● **PROBLEM**: Retype, without any change, the lines of the entries below that begin with the line containing "for every instance of the ornate" and continue through the final line of the entries, including both of those lines.

● **SUPPLIED MATERIAL**:

____________________

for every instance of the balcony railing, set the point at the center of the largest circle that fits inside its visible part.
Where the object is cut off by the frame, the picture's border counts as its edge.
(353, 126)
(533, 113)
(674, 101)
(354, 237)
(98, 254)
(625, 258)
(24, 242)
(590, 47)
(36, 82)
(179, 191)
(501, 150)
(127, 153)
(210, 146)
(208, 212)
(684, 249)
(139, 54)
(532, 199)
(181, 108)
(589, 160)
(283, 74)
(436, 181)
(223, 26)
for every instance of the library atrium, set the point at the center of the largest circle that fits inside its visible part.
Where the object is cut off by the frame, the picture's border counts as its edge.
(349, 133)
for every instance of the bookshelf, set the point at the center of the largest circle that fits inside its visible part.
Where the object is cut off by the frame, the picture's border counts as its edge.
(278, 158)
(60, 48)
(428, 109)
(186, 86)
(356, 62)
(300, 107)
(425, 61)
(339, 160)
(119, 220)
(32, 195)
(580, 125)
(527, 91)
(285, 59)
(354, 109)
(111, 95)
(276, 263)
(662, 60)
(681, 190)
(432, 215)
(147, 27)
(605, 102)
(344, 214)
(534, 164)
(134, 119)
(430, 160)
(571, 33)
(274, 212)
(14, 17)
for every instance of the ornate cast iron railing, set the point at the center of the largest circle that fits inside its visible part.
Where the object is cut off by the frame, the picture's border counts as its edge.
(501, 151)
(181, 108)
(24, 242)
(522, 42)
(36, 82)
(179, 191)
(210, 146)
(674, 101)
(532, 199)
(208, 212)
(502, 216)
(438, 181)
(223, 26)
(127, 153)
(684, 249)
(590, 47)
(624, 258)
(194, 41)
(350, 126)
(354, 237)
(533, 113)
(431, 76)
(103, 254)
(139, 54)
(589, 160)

____________________

● **CORRECT RESULT**:
for every instance of the ornate cast iron railing, set the point at the center of the largest circle that fits inside its visible part.
Where the object is cut off by the frame, the picture's border counts as its edge.
(501, 151)
(181, 108)
(24, 242)
(522, 42)
(36, 82)
(179, 191)
(210, 146)
(674, 101)
(532, 199)
(208, 212)
(502, 216)
(438, 181)
(223, 26)
(127, 153)
(684, 249)
(590, 47)
(624, 258)
(194, 41)
(350, 126)
(354, 237)
(533, 113)
(431, 76)
(103, 254)
(139, 54)
(589, 160)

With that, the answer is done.